## SOURCE DOCUMENT

----------------------------------------

The knee joint is sealed inside a capsule filled with a small amount of lubricating fluid. When the knee is irritated, it can produce extra fluid, and that fluid sometimes pushes backward into a natural pouch behind the joint. A Baker's cyst is that fluid-filled bulge at the back of the knee, named after the surgeon who first described it. It is also called a popliteal cyst, after the popliteal space behind the knee.

Why it appears on a CT or MRI report

MRI and ultrasound show the cyst clearly, and reports often note its size and whether it is simple (clear fluid) or complex (with debris or divisions inside). Because the cyst is usually a downstream effect, the report will frequently mention the likely source of the extra fluid — osteoarthritis, a meniscal (cartilage) tear, or general joint inflammation. Sometimes a cyst is found incidentally on a scan done for another reason.

What it usually means

Most Baker's cysts are harmless and many cause no symptoms. When they do, people feel tightness, swelling, or a bulge behind the knee that is worse with activity or when fully bending or straightening the leg. Treatment aims at whatever is irritating the knee rather than the cyst itself: managing arthritis, physical therapy, and reducing swelling often let the cyst shrink. A cyst can occasionally leak or burst, causing calf pain and swelling that can mimic a blood clot — which is why a new, painful, swollen calf should always be checked promptly rather than assumed to be the cyst.

When to follow up

Mention a known Baker's cyst to your doctor if it grows, becomes painful, or limits how far you can bend the knee. Seek urgent care for sudden calf pain, swelling, warmth, or redness, because a blood clot (deep vein thrombosis) needs to be ruled out and can look very similar to a ruptured cyst. Otherwise, the cyst is usually managed alongside the underlying knee condition.

A plain-language way to picture it

Imagine an over-filled water balloon connected to a garden hose. When the hose (the knee) makes too much water, the excess backs up and swells a soft pouch further down the line. Fix the reason the hose is overproducing, and the pouch deflates on its own. The bulge is a symptom of pressure upstream, not a leak in the balloon.

----------------------------------------

## INFORMATION

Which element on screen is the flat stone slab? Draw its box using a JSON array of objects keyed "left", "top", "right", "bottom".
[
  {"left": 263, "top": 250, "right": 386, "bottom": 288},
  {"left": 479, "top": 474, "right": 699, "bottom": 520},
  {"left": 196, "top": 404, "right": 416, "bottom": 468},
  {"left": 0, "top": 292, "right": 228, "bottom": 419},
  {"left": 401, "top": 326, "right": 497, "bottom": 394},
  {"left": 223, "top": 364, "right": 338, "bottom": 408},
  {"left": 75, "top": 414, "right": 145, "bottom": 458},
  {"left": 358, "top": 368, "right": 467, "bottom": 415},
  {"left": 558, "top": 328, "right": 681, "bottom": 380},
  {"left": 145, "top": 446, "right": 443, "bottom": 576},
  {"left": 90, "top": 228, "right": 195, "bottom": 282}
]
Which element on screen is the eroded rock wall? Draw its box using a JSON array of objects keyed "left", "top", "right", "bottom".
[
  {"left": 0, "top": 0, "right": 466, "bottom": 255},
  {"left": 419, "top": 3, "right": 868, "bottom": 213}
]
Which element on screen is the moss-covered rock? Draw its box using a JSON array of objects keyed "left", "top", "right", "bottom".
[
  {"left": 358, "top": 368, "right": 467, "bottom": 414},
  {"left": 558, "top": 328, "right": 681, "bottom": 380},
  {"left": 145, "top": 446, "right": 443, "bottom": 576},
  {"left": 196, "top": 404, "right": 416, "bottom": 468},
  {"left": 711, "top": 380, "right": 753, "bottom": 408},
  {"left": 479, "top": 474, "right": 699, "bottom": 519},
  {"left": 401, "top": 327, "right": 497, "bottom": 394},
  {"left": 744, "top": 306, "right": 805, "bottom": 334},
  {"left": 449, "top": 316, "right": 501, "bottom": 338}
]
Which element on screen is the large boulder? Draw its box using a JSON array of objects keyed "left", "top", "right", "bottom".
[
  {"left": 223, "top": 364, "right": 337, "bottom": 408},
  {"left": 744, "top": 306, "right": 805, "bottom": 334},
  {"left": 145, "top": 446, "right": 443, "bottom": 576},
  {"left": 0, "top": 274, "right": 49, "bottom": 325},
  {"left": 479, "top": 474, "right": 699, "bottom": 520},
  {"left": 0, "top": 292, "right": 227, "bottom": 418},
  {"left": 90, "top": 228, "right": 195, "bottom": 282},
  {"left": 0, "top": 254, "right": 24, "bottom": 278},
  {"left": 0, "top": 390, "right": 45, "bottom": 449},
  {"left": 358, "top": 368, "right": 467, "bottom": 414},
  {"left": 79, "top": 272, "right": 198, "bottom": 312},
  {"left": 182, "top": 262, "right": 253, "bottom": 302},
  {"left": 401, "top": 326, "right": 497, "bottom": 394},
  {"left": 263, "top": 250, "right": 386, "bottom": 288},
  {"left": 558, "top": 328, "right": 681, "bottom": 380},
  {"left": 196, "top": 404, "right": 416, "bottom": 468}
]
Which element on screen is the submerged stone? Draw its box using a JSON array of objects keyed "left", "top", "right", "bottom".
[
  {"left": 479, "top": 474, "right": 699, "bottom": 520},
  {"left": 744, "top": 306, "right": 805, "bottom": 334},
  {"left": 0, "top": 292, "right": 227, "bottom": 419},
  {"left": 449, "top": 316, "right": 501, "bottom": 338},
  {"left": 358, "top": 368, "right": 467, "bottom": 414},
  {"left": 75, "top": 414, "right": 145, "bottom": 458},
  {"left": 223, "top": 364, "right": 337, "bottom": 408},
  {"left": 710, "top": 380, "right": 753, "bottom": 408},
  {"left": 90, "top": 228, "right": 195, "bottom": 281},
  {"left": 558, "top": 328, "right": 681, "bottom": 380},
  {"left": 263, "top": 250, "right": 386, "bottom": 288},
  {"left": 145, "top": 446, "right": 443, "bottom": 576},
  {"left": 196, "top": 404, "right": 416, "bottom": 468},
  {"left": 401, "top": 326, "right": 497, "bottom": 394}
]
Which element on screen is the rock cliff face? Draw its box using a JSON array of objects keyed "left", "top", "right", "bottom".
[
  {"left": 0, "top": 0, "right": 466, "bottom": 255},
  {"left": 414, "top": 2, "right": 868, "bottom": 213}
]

----------------------------------------

## PROBLEM DETAILS
Reproduce the passage on Baker's cysts word for word, starting at "MRI and ultrasound" and ending at "for another reason.".

## EXERCISE SOLUTION
MRI and ultrasound show the cyst clearly, and reports often note its size and whether it is simple (clear fluid) or complex (with debris or divisions inside). Because the cyst is usually a downstream effect, the report will frequently mention the likely source of the extra fluid — osteoarthritis, a meniscal (cartilage) tear, or general joint inflammation. Sometimes a cyst is found incidentally on a scan done for another reason.